* _Activity A_:
Answer these questions from the sepsis story.
(i) On what date did the writer get out of bed knowing something was very wrong?
(ii) How many IVs does the story mention during the morning of testing?
(iii) What did the surgeon say about the writer's tonsils?
* _Activity B_: Return the part of the sepsis story that starts at the words "Following my discharge" and ends after the words "have survived sepsis.", copied word for word.

Cali Bishop
For most people, college is a huge adjustment. You are living alone for the first time, you have new found freedom, and new friends to make. I knew my first couple of days of college would be hard- but I could never have imagined that I could be so close to death, on just my second day at school.
Tossing and turning, sweating, with severe pain all night, I got out of bed on the morning of August 31, 2022 knowing something was very wrong. I was in a state of severe mental decline- but managed to call an uber to the campus hospital. To this day, I have no memory of this. I was found unconscious, struggling to breathe, and running a fever of 106 in the elevator of the campus hospital. Someone found me, and brought me into the office where the doctors immediately called 911. I was transported to the hospital.
At 19 years old, with no previous health issues- a doctor came into the room to talk to me after a morning of testing, 18 IVs, and coming in and out of consciousness. “You are in septic shock.” He said to me. I had pneumonia, tonsillitis, and a peritonsillar abscess. They think that I went into septic shock from the tonsilitis, but there is really no way to know. My tonsils were so large that I had no airway. Each doctor I met told me I was very lucky, and that if I had waited even minutes before coming in, I would not have been alive. He suggested that my parents fly into see me, and sent me to a room in the ICU for the next week.
Following my discharge from the hospital, my tonsils had shrunk, but never to a normal size. As a division 1 athlete, this made life very hard. I saw a doctor as a follow up and he said that my tonsils were so large it was as if I was breathing through a juice box straw for months. I often woke up at night gagging, or choking on tonsils. They were so big, and I had recurrent infections. I ended up having to get my tonsils, adenoids, and the abscess removed. The surgeon said they were the biggest tonsils he had ever seen. And I wasn’t even sick when I got them out!
I did not know what sepsis was. I was not aware of the symptoms, and because of that I could have lost my life. I share my story because knowing the signs and symptoms of sepsis could help others recover to a happy and healthy life. I am proud to have survived sepsis.

(Segmentation mask data)
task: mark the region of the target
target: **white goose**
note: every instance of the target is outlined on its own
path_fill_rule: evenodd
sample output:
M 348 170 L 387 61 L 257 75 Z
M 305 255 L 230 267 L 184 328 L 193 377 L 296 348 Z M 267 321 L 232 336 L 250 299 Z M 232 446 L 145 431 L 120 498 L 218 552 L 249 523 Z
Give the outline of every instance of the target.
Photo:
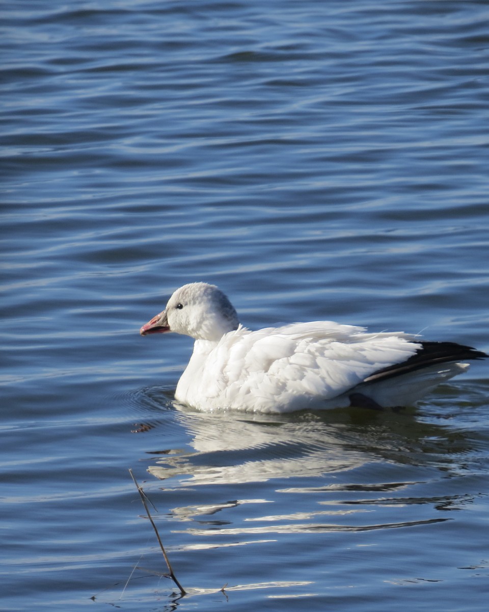
M 251 331 L 215 285 L 177 289 L 141 335 L 176 332 L 194 338 L 175 393 L 204 411 L 285 412 L 350 405 L 411 405 L 465 371 L 460 360 L 485 353 L 402 332 L 369 334 L 329 321 Z

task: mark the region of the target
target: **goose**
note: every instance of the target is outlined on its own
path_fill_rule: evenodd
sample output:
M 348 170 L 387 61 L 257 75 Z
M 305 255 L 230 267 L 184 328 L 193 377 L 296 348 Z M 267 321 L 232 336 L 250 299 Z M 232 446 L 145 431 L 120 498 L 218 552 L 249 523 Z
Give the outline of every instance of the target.
M 168 332 L 195 341 L 175 400 L 208 412 L 411 406 L 466 371 L 461 361 L 489 356 L 454 342 L 331 321 L 252 331 L 222 291 L 202 282 L 177 289 L 140 330 L 143 336 Z

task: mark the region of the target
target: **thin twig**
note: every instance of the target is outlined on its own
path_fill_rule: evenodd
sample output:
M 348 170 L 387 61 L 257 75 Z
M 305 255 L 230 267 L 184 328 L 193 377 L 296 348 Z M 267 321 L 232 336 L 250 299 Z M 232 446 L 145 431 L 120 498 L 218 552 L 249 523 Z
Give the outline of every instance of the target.
M 186 591 L 182 586 L 182 584 L 180 584 L 178 581 L 177 580 L 176 576 L 173 573 L 173 569 L 172 568 L 169 559 L 168 559 L 168 557 L 167 557 L 166 556 L 166 553 L 165 552 L 164 548 L 163 548 L 163 545 L 161 542 L 161 539 L 160 537 L 160 534 L 158 532 L 156 526 L 155 524 L 155 521 L 153 520 L 151 515 L 149 513 L 149 510 L 148 510 L 148 506 L 147 504 L 146 504 L 146 499 L 147 499 L 147 498 L 146 497 L 146 494 L 144 493 L 144 491 L 142 490 L 141 487 L 139 487 L 139 485 L 138 484 L 138 482 L 134 478 L 134 476 L 133 474 L 133 471 L 130 468 L 129 468 L 129 473 L 131 474 L 131 477 L 134 480 L 134 483 L 138 488 L 138 490 L 139 492 L 139 495 L 141 496 L 141 501 L 142 502 L 142 505 L 144 506 L 144 509 L 146 510 L 146 514 L 147 514 L 148 518 L 149 519 L 150 522 L 153 526 L 153 529 L 155 530 L 155 533 L 156 534 L 156 538 L 158 539 L 158 543 L 160 544 L 160 548 L 161 549 L 161 552 L 163 553 L 163 557 L 164 558 L 165 562 L 166 562 L 167 567 L 168 567 L 168 570 L 170 572 L 170 577 L 171 578 L 172 580 L 173 580 L 173 581 L 175 583 L 175 584 L 177 585 L 177 586 L 178 586 L 178 588 L 180 589 L 180 592 L 182 593 L 182 594 L 186 595 Z

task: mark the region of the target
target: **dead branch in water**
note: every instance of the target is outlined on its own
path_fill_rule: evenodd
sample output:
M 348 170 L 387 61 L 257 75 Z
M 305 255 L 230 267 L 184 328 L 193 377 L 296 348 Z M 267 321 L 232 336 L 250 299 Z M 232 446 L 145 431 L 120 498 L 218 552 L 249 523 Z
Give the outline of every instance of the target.
M 158 529 L 156 528 L 156 526 L 155 524 L 155 521 L 153 520 L 153 518 L 150 514 L 149 510 L 148 510 L 148 506 L 147 504 L 146 504 L 146 500 L 147 499 L 147 498 L 146 497 L 146 494 L 144 493 L 144 491 L 142 490 L 141 487 L 139 487 L 139 485 L 138 484 L 138 482 L 134 478 L 134 476 L 133 474 L 133 471 L 130 468 L 129 468 L 129 473 L 131 474 L 131 477 L 134 480 L 134 483 L 136 485 L 138 490 L 139 492 L 139 495 L 141 496 L 141 501 L 142 502 L 142 505 L 144 506 L 144 509 L 146 510 L 146 514 L 147 514 L 148 518 L 149 519 L 150 522 L 153 526 L 153 529 L 155 530 L 155 533 L 156 534 L 156 538 L 158 539 L 158 543 L 160 544 L 160 548 L 161 549 L 161 552 L 163 553 L 163 557 L 164 558 L 166 565 L 168 568 L 168 571 L 170 572 L 170 577 L 171 578 L 172 580 L 173 580 L 173 581 L 175 583 L 175 584 L 177 585 L 177 586 L 180 589 L 180 593 L 182 593 L 182 595 L 186 595 L 186 591 L 182 586 L 182 584 L 180 584 L 178 581 L 177 580 L 177 577 L 173 572 L 173 569 L 172 568 L 171 564 L 170 563 L 170 561 L 168 559 L 168 557 L 166 556 L 166 553 L 165 552 L 164 548 L 163 547 L 163 545 L 161 542 L 161 539 L 160 537 L 160 534 L 158 532 Z

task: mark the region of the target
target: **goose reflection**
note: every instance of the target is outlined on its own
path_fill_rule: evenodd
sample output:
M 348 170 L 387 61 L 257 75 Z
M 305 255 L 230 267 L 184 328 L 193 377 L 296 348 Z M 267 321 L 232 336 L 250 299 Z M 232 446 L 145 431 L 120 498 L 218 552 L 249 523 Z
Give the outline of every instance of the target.
M 201 413 L 175 402 L 173 408 L 191 449 L 155 450 L 158 458 L 149 471 L 189 485 L 311 478 L 371 464 L 370 472 L 386 461 L 447 469 L 469 450 L 460 433 L 419 422 L 409 412 L 352 409 L 263 418 Z

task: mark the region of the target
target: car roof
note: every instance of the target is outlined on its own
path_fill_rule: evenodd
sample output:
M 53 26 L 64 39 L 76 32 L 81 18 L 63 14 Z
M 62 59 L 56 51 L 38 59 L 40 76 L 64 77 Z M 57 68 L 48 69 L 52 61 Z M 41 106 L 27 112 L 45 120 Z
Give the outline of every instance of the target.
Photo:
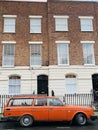
M 11 98 L 19 99 L 19 98 L 58 98 L 58 97 L 57 96 L 46 96 L 46 95 L 16 95 Z

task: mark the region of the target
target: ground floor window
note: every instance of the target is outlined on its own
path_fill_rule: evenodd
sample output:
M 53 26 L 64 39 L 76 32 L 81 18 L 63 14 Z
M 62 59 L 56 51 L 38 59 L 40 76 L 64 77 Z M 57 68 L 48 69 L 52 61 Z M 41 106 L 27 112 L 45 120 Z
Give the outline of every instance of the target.
M 77 92 L 77 80 L 75 75 L 65 76 L 66 94 L 74 94 Z
M 20 76 L 9 77 L 9 94 L 20 94 Z

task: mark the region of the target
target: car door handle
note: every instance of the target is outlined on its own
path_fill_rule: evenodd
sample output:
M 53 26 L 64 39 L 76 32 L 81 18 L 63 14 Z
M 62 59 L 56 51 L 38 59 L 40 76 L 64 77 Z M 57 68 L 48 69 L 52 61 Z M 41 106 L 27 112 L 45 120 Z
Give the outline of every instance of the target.
M 53 110 L 53 108 L 50 108 L 50 110 Z
M 10 110 L 10 108 L 7 108 L 6 110 L 7 110 L 7 111 L 9 111 L 9 110 Z

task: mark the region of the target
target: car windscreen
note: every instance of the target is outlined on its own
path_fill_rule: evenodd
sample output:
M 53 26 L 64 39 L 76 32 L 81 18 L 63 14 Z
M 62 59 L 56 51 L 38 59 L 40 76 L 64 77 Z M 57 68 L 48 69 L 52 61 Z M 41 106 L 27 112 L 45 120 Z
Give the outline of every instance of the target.
M 32 102 L 32 98 L 11 99 L 8 106 L 31 106 Z

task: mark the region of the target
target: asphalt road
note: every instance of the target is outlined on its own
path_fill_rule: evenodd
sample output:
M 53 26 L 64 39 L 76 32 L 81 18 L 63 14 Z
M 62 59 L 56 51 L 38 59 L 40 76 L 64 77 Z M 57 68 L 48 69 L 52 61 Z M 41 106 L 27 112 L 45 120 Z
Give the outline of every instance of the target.
M 98 120 L 85 126 L 68 125 L 65 122 L 40 122 L 32 127 L 21 127 L 17 122 L 0 122 L 0 130 L 98 130 Z

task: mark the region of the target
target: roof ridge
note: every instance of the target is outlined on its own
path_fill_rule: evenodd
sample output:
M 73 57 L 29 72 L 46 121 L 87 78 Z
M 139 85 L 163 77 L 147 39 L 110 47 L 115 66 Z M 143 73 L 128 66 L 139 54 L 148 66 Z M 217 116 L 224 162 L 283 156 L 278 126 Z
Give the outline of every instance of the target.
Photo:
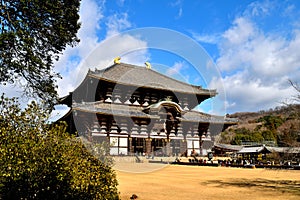
M 100 69 L 100 70 L 97 69 L 97 68 L 95 68 L 95 71 L 92 71 L 92 70 L 91 70 L 91 72 L 99 73 L 99 72 L 108 71 L 108 70 L 111 70 L 111 69 L 117 67 L 118 65 L 123 65 L 123 66 L 126 66 L 126 67 L 135 68 L 135 69 L 151 70 L 153 73 L 156 73 L 156 74 L 158 74 L 158 75 L 160 75 L 160 76 L 163 76 L 163 77 L 165 77 L 165 78 L 167 78 L 167 79 L 169 79 L 169 80 L 176 81 L 176 82 L 178 82 L 178 83 L 180 83 L 180 84 L 185 84 L 186 86 L 191 86 L 191 87 L 193 87 L 193 88 L 201 89 L 201 90 L 204 90 L 204 91 L 207 91 L 207 92 L 216 92 L 216 89 L 205 89 L 205 88 L 203 88 L 201 85 L 194 85 L 194 84 L 190 84 L 190 83 L 187 83 L 187 82 L 184 82 L 184 81 L 180 81 L 180 80 L 178 80 L 178 79 L 175 79 L 175 78 L 166 76 L 165 74 L 162 74 L 162 73 L 160 73 L 160 72 L 158 72 L 158 71 L 156 71 L 156 70 L 153 70 L 153 69 L 147 69 L 146 67 L 141 66 L 141 65 L 133 65 L 133 64 L 129 64 L 129 63 L 123 63 L 123 62 L 121 62 L 121 63 L 114 63 L 114 64 L 110 65 L 109 67 L 104 68 L 104 69 Z

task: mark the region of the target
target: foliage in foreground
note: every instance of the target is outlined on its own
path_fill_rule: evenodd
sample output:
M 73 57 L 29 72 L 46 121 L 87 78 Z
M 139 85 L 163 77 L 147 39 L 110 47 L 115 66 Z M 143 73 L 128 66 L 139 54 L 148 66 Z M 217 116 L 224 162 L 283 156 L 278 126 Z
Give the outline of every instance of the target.
M 79 6 L 80 0 L 0 1 L 0 82 L 53 106 L 60 77 L 53 62 L 79 42 Z
M 118 199 L 111 165 L 36 103 L 0 98 L 0 199 Z

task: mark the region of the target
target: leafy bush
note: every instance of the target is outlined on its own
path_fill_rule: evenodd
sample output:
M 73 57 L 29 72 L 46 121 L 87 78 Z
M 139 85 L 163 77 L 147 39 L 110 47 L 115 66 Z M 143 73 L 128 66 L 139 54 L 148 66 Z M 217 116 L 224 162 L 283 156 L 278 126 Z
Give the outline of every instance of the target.
M 1 96 L 0 199 L 119 199 L 111 164 L 46 120 L 35 102 Z

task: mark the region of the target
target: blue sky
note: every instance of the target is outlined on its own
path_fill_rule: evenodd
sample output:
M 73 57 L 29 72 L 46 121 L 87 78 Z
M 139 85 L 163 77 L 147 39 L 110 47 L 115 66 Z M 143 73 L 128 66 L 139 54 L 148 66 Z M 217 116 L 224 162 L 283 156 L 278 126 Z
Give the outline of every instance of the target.
M 295 94 L 288 80 L 299 82 L 297 0 L 83 0 L 80 21 L 81 42 L 67 48 L 55 63 L 63 76 L 58 81 L 60 96 L 73 91 L 88 68 L 105 68 L 122 53 L 122 62 L 143 65 L 148 61 L 153 70 L 217 89 L 219 97 L 199 108 L 209 113 L 280 106 Z M 170 31 L 172 39 L 183 34 L 193 40 L 214 63 L 213 70 L 193 66 L 168 49 L 151 48 L 154 41 L 136 31 L 146 27 Z M 203 54 L 198 47 L 196 53 Z
M 299 81 L 300 2 L 296 0 L 84 0 L 80 21 L 81 42 L 68 48 L 56 63 L 55 70 L 63 76 L 58 82 L 61 96 L 76 88 L 88 68 L 107 67 L 126 51 L 122 62 L 143 65 L 148 61 L 153 70 L 217 89 L 220 98 L 200 107 L 209 113 L 221 114 L 217 107 L 234 113 L 280 106 L 295 94 L 288 80 Z M 146 27 L 192 39 L 215 63 L 215 76 L 205 77 L 203 69 L 193 72 L 200 66 L 192 66 L 168 49 L 151 49 L 143 33 L 131 34 Z M 113 42 L 105 44 L 111 38 Z M 102 51 L 95 53 L 99 46 Z

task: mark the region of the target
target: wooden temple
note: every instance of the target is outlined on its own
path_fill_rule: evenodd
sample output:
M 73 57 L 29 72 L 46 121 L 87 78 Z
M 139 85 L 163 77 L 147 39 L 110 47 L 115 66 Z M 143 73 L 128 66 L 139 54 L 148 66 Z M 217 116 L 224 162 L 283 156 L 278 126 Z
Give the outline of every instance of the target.
M 109 141 L 112 155 L 202 154 L 208 133 L 237 123 L 194 110 L 215 95 L 216 90 L 158 73 L 149 63 L 143 67 L 115 60 L 108 68 L 89 70 L 82 83 L 61 98 L 71 109 L 60 120 L 67 122 L 70 133 Z

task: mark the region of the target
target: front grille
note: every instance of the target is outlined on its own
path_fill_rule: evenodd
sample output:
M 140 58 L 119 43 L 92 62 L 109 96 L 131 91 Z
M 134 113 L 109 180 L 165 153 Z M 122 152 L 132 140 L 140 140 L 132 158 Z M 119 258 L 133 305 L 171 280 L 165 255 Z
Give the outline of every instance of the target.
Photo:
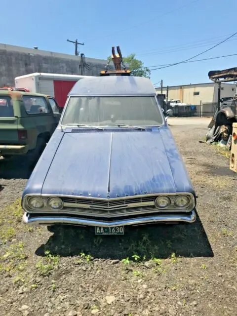
M 140 203 L 154 203 L 156 197 L 142 197 L 140 198 L 118 198 L 115 199 L 102 199 L 92 198 L 63 198 L 64 203 L 70 203 L 77 206 L 77 204 L 85 204 L 91 207 L 99 208 L 110 208 L 123 207 L 128 204 Z M 73 205 L 72 205 L 73 206 Z M 132 206 L 132 205 L 131 205 Z

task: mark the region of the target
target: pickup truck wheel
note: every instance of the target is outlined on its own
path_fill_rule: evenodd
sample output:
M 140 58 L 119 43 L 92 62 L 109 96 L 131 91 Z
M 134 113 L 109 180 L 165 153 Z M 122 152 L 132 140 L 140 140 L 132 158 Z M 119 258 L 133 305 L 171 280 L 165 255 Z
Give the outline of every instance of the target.
M 3 158 L 5 158 L 5 159 L 10 159 L 12 157 L 12 156 L 13 156 L 12 155 L 2 155 Z

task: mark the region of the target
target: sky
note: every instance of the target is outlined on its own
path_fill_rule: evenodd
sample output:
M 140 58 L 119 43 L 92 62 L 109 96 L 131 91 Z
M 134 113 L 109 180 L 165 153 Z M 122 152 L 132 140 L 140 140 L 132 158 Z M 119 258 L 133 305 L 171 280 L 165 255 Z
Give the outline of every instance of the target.
M 237 32 L 237 0 L 12 0 L 1 4 L 0 42 L 106 59 L 111 46 L 134 53 L 144 66 L 172 64 L 197 55 Z M 237 35 L 194 59 L 237 54 Z M 210 82 L 208 73 L 237 67 L 232 57 L 153 70 L 163 86 Z M 158 83 L 156 86 L 159 86 Z

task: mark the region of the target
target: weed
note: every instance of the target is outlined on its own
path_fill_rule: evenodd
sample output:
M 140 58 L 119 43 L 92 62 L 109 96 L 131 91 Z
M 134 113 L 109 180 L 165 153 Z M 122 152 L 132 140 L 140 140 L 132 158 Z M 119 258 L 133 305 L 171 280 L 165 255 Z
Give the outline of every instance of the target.
M 16 276 L 13 278 L 13 283 L 15 285 L 19 286 L 25 282 L 25 279 L 22 276 Z
M 177 258 L 177 257 L 175 256 L 175 254 L 174 252 L 171 253 L 170 258 L 171 259 L 172 263 L 177 263 L 178 262 L 178 258 Z
M 152 260 L 157 266 L 160 266 L 162 264 L 162 260 L 161 259 L 153 257 Z
M 15 231 L 13 227 L 10 227 L 6 230 L 2 232 L 0 235 L 1 238 L 5 242 L 7 240 L 11 240 L 15 235 Z
M 54 292 L 56 290 L 56 284 L 53 283 L 51 286 L 51 288 L 52 289 L 52 291 Z
M 41 276 L 46 276 L 58 268 L 59 257 L 58 255 L 53 256 L 49 251 L 45 251 L 44 254 L 46 256 L 39 261 L 36 267 Z
M 134 270 L 133 271 L 133 275 L 135 276 L 143 276 L 143 274 L 141 271 L 138 271 L 137 270 Z
M 94 238 L 94 244 L 97 247 L 103 242 L 103 238 L 101 236 L 98 236 Z
M 166 273 L 166 271 L 164 268 L 162 268 L 160 266 L 157 266 L 156 268 L 154 268 L 153 271 L 158 275 L 160 275 L 162 273 Z
M 220 146 L 218 146 L 216 143 L 211 144 L 211 146 L 213 146 L 217 151 L 218 153 L 216 154 L 216 155 L 224 156 L 228 159 L 230 159 L 231 158 L 230 151 L 228 149 L 226 149 L 225 147 L 220 147 Z
M 84 258 L 86 260 L 86 261 L 87 261 L 87 262 L 89 262 L 89 261 L 90 261 L 92 259 L 92 256 L 91 256 L 91 255 L 89 255 L 89 254 L 86 255 L 83 252 L 81 252 L 80 253 L 80 256 L 81 258 Z
M 126 259 L 123 259 L 121 261 L 124 265 L 128 265 L 130 263 L 129 257 L 127 257 Z
M 233 232 L 231 232 L 231 231 L 228 231 L 226 228 L 223 228 L 221 231 L 224 236 L 233 236 Z
M 139 260 L 140 259 L 139 256 L 138 256 L 138 255 L 133 255 L 133 256 L 132 256 L 132 258 L 134 259 L 136 262 L 137 262 L 137 261 Z

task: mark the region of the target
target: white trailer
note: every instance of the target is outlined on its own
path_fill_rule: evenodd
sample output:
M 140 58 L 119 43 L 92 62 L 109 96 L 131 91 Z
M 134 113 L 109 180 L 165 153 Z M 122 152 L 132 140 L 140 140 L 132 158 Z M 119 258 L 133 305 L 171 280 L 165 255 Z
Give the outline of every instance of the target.
M 16 77 L 15 86 L 16 88 L 27 88 L 31 92 L 53 97 L 59 106 L 63 107 L 68 94 L 76 82 L 82 78 L 91 77 L 35 73 Z

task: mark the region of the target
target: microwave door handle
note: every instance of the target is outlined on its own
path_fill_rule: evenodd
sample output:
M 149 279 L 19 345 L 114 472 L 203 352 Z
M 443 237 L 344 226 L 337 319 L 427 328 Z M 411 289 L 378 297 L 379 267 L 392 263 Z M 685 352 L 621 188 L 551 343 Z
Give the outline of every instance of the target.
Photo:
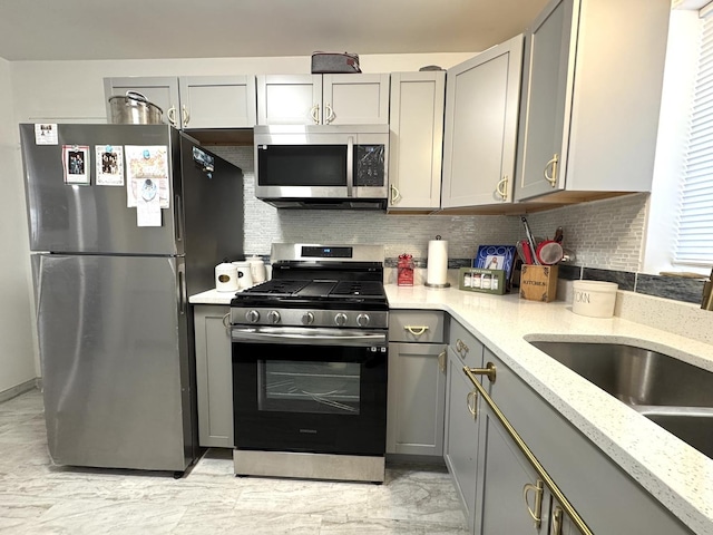
M 346 196 L 352 197 L 354 187 L 354 138 L 346 138 Z

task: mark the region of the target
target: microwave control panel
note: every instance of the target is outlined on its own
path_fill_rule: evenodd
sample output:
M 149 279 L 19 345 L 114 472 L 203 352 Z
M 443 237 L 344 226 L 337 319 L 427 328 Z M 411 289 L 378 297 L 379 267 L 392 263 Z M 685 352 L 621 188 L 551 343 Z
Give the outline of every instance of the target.
M 385 185 L 385 149 L 383 145 L 356 145 L 354 152 L 354 186 Z

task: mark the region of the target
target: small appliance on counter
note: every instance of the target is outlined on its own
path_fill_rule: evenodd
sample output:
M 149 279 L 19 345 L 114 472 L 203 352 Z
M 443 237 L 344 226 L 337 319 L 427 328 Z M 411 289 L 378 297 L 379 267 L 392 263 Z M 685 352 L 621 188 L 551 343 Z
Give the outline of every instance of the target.
M 215 290 L 218 292 L 237 292 L 237 266 L 224 260 L 215 266 Z

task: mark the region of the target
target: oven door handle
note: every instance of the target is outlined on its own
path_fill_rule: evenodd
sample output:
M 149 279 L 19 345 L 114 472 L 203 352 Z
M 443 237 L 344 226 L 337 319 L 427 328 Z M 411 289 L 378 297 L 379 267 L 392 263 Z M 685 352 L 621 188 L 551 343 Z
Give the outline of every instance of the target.
M 300 343 L 314 346 L 385 346 L 387 334 L 374 331 L 352 333 L 339 329 L 262 328 L 231 330 L 233 342 Z

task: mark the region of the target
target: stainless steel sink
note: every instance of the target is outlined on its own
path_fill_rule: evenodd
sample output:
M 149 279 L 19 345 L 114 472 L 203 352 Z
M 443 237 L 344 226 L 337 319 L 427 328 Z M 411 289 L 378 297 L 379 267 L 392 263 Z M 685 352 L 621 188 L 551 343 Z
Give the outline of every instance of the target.
M 633 346 L 530 343 L 713 458 L 713 372 Z

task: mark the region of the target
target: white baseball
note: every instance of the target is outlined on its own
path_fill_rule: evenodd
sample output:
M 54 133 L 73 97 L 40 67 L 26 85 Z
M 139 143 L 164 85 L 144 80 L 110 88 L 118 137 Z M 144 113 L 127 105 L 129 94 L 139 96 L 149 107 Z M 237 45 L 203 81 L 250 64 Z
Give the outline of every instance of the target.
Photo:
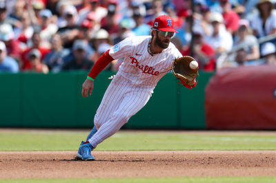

* _Answer space A_:
(i) August 31, 2022
(ii) 18
(iii) They were the biggest tonsils he had ever seen.

* _Answer space B_:
Following my discharge from the hospital, my tonsils had shrunk, but never to a normal size. As a division 1 athlete, this made life very hard. I saw a doctor as a follow up and he said that my tonsils were so large it was as if I was breathing through a juice box straw for months. I often woke up at night gagging, or choking on tonsils. They were so big, and I had recurrent infections. I ended up having to get my tonsils, adenoids, and the abscess removed. The surgeon said they were the biggest tonsils he had ever seen. And I wasn’t even sick when I got them out!
I did not know what sepsis was. I was not aware of the symptoms, and because of that I could have lost my life. I share my story because knowing the signs and symptoms of sepsis could help others recover to a happy and healthy life. I am proud to have survived sepsis.